PROBLEM 1 >> Can you condense the paragraph beginning "In the last semester of 2015" in the RINA history below into a short bulleted list that keeps its main facts?

* begin SOURCE TEXT *

In the last semester of 2015, Sander was heading for a 3-month research stint at Boston University to work on routing in RINA with John Day and the BU team. By that time, we had ruled out branching off of openIRATI. Our estimate was that cleaning up the code base would be more work than starting over. We'd also have IRATI as an upstream dependency, and trying to merge contributions upstream would lead to endless discussions and further hamper progress for both projects. IRATI was out. Contributing to rlite then? Vincenzo was making progress fast, and we knew he was extremely talented and competent. But we were also afraid of running into disagreements of how to proceed. In the meantime, Sander's original research plans in Boston got subverted by a 'major review' decision on the _shim hypervisor_ article, putting his priority on getting that accepted and published. When I visited Sander in Boston at the end of October, we were again assessing the situation, and agreed that the best decision was to start our own prototype, to avoid rlite having _too many cooks in the kitchen_. Our development was not going to be part of some funded project, so we were free to evaluate and scrutinize all design decisions, and we could get feedback on the RINA mailing lists on our findings. When all considerations settled, our own RINA implementation was going to be in user-space and target POSIX.

* end SOURCE TEXT *
* begin PROVIDED RECORDS *

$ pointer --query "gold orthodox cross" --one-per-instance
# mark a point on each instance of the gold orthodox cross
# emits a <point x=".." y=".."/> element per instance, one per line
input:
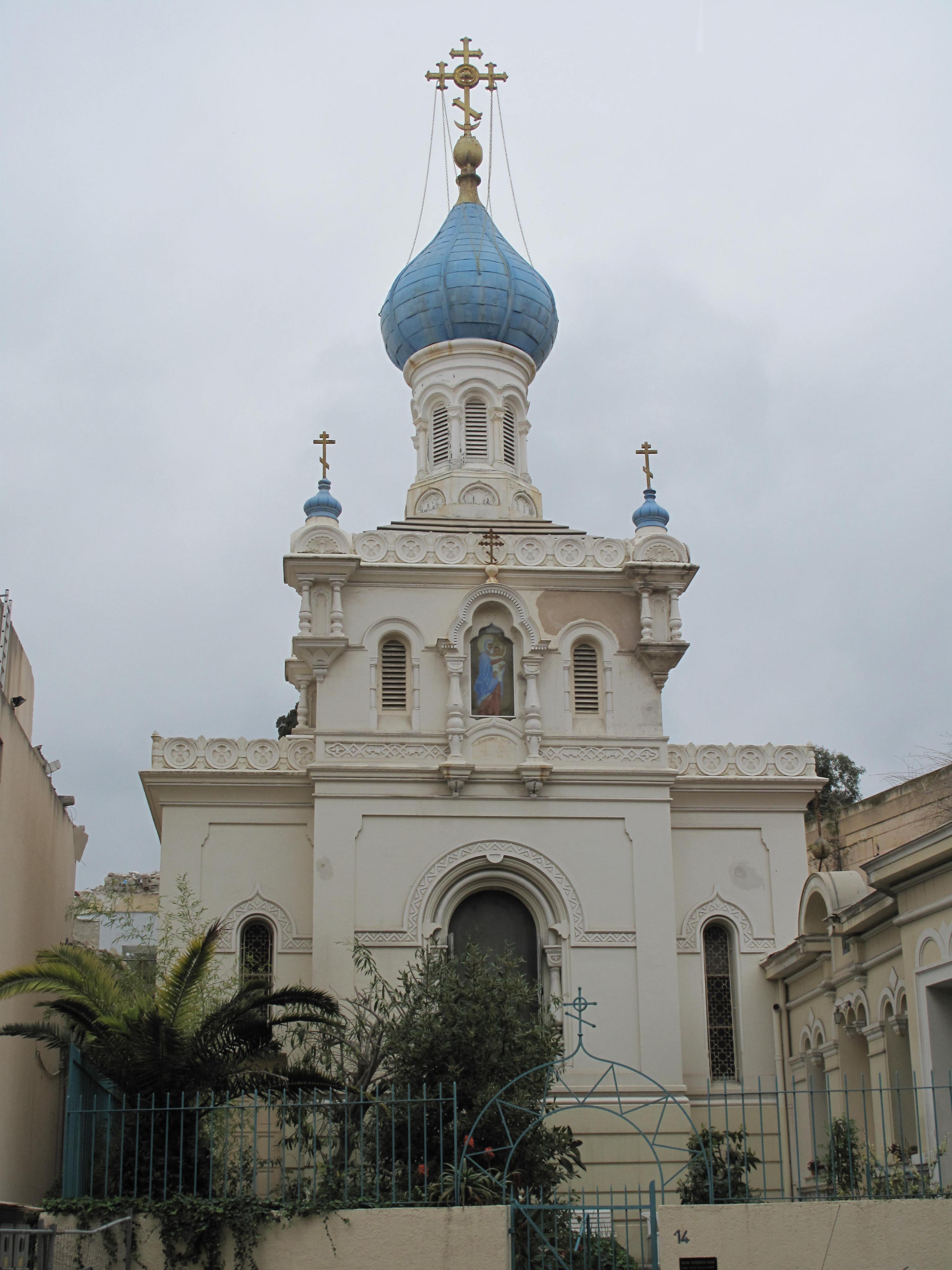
<point x="324" y="441"/>
<point x="491" y="542"/>
<point x="647" y="451"/>
<point x="468" y="77"/>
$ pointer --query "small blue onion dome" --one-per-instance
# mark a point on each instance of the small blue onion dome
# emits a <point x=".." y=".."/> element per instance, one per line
<point x="469" y="284"/>
<point x="323" y="504"/>
<point x="651" y="514"/>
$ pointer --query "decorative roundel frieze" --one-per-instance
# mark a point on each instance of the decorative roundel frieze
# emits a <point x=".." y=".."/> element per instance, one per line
<point x="677" y="760"/>
<point x="571" y="552"/>
<point x="180" y="752"/>
<point x="221" y="754"/>
<point x="790" y="760"/>
<point x="451" y="549"/>
<point x="530" y="552"/>
<point x="371" y="548"/>
<point x="711" y="760"/>
<point x="751" y="760"/>
<point x="263" y="755"/>
<point x="300" y="754"/>
<point x="411" y="548"/>
<point x="610" y="553"/>
<point x="323" y="545"/>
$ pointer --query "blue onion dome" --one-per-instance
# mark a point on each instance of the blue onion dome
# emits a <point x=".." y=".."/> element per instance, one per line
<point x="469" y="284"/>
<point x="323" y="504"/>
<point x="651" y="514"/>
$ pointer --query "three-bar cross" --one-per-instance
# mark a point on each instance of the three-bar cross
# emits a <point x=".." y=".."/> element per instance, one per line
<point x="468" y="77"/>
<point x="647" y="451"/>
<point x="491" y="542"/>
<point x="324" y="441"/>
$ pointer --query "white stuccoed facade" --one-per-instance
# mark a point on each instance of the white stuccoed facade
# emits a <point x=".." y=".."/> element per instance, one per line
<point x="373" y="824"/>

* end PROVIDED RECORDS *

PROBLEM 2 >> Which lines of the records contain the word "decorative"? Pull out each of them.

FULL SOLUTION 1 >>
- In late 2015, Sander was set to spend three months at Boston University working on routing in RINA with John Day and the BU team.
- Branching off openIRATI had been ruled out: cleaning up its code would take more work than starting over, and having IRATI as an upstream dependency would lead to endless merge discussions that slowed both projects.
- Contributing to rlite was considered because Vincenzo was making fast progress and was highly talented, but there was concern about disagreements over how to proceed.
- A "major review" decision on the shim hypervisor article upended Sander's Boston research plans and made getting that article accepted and published his priority.
- During a visit to Boston at the end of October, the two reassessed and chose to start their own prototype so that rlite would not have too many cooks in the kitchen.
- Because the work was not part of a funded project, they were free to evaluate and scrutinize every design decision and to seek feedback on the RINA mailing lists.
- The final decision was a user-space RINA implementation targeting POSIX.

FULL SOLUTION 2 >>
$ pointer --query "decorative roundel frieze" --one-per-instance
# mark a point on each instance of the decorative roundel frieze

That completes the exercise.